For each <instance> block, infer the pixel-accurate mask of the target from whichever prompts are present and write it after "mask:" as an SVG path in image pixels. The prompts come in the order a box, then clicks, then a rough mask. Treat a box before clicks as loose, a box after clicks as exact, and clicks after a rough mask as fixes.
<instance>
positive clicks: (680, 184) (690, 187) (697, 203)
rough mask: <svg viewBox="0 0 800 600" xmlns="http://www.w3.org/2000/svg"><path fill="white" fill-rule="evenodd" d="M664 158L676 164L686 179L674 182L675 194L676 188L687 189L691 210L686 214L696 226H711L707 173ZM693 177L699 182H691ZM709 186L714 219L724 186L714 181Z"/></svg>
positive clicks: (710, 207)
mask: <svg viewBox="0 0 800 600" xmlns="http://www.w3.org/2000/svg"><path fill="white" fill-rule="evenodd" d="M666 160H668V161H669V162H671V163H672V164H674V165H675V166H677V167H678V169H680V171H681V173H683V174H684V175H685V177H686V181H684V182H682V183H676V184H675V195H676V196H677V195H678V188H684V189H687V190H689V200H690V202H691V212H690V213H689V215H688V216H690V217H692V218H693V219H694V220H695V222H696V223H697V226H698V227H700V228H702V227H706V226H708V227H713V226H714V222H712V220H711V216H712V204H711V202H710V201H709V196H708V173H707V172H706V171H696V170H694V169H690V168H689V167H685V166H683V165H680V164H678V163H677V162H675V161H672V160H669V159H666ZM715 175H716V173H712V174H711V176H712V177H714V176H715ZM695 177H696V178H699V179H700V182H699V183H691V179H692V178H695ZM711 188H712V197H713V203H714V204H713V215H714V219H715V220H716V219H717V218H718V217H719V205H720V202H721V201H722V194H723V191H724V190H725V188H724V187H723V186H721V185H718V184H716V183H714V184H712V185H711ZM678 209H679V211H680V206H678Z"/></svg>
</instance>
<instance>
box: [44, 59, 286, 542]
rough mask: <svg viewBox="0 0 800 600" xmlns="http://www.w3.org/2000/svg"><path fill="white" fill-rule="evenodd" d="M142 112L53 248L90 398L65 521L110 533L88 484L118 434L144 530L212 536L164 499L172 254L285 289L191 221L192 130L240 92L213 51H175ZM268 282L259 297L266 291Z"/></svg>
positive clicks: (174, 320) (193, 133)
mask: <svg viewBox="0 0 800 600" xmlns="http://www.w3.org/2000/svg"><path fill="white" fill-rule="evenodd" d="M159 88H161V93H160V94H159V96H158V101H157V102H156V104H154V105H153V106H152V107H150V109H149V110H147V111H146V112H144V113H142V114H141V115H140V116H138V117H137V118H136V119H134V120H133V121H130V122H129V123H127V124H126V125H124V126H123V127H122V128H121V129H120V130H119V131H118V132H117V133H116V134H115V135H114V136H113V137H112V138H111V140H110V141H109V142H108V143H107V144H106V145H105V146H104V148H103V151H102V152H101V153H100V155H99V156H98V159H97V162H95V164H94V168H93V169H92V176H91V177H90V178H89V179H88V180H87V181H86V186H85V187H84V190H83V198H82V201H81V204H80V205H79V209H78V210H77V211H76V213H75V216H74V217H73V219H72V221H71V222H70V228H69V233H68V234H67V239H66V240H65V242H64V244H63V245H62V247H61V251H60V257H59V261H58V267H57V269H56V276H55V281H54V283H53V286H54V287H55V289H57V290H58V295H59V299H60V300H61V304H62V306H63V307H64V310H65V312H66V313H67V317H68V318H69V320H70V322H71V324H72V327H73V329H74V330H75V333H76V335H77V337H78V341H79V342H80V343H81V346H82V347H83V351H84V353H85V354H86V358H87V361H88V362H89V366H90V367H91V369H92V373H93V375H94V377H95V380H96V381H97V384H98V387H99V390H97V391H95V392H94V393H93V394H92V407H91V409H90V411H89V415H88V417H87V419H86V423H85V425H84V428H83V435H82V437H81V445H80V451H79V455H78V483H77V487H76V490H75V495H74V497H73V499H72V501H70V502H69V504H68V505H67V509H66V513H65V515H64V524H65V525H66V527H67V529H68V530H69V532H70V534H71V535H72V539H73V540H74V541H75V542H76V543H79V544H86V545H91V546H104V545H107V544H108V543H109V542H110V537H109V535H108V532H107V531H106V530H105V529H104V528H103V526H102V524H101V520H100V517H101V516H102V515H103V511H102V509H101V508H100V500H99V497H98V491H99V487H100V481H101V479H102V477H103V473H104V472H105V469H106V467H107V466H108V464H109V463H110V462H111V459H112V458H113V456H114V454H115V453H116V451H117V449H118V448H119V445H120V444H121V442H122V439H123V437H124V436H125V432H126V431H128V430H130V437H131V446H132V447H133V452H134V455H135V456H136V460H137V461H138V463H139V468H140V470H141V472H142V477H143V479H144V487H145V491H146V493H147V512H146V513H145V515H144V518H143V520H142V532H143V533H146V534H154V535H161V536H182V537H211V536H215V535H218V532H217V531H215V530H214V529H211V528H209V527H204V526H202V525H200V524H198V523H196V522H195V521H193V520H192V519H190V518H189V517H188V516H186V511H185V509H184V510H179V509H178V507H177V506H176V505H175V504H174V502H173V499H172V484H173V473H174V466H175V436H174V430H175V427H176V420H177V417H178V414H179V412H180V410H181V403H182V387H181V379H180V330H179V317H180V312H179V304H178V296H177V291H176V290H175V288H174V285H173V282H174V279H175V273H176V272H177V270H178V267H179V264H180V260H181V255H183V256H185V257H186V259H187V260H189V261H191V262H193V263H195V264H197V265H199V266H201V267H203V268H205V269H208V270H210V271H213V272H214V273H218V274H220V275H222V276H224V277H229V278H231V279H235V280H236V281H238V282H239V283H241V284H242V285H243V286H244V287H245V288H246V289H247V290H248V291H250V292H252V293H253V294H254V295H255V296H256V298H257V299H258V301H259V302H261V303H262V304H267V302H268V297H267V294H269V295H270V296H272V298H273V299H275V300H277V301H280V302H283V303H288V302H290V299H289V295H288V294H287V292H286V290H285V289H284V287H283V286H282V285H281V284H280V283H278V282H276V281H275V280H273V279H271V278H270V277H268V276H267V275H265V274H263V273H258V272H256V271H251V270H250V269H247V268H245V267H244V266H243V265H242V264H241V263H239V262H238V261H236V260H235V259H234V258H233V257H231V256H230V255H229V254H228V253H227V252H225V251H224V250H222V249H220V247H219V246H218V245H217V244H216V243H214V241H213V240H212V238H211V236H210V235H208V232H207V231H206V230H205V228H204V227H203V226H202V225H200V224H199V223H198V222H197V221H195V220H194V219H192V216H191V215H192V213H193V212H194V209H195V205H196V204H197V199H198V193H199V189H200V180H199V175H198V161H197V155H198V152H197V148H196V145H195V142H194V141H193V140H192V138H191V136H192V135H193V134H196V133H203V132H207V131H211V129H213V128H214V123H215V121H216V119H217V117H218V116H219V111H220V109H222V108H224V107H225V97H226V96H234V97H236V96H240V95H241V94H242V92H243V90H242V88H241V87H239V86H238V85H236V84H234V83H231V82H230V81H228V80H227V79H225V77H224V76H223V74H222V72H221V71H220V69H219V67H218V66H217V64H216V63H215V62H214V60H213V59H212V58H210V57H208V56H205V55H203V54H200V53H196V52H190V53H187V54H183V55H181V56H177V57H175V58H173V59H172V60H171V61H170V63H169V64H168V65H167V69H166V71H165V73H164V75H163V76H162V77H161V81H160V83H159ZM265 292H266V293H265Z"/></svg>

Goal of the exercise:
Please show each line in the records above that contains "instance".

Answer section:
For each <instance> block, infer the pixel-accurate mask of the target from whichever prompts are present and write it after "mask:" as an SVG path in image pixels. The prompts come in the order a box, then clicks, then a rough mask. Treat a box before clicks as loose, a box after clicks as exact, and clicks after a rough mask as fixes.
<instance>
</instance>
<instance>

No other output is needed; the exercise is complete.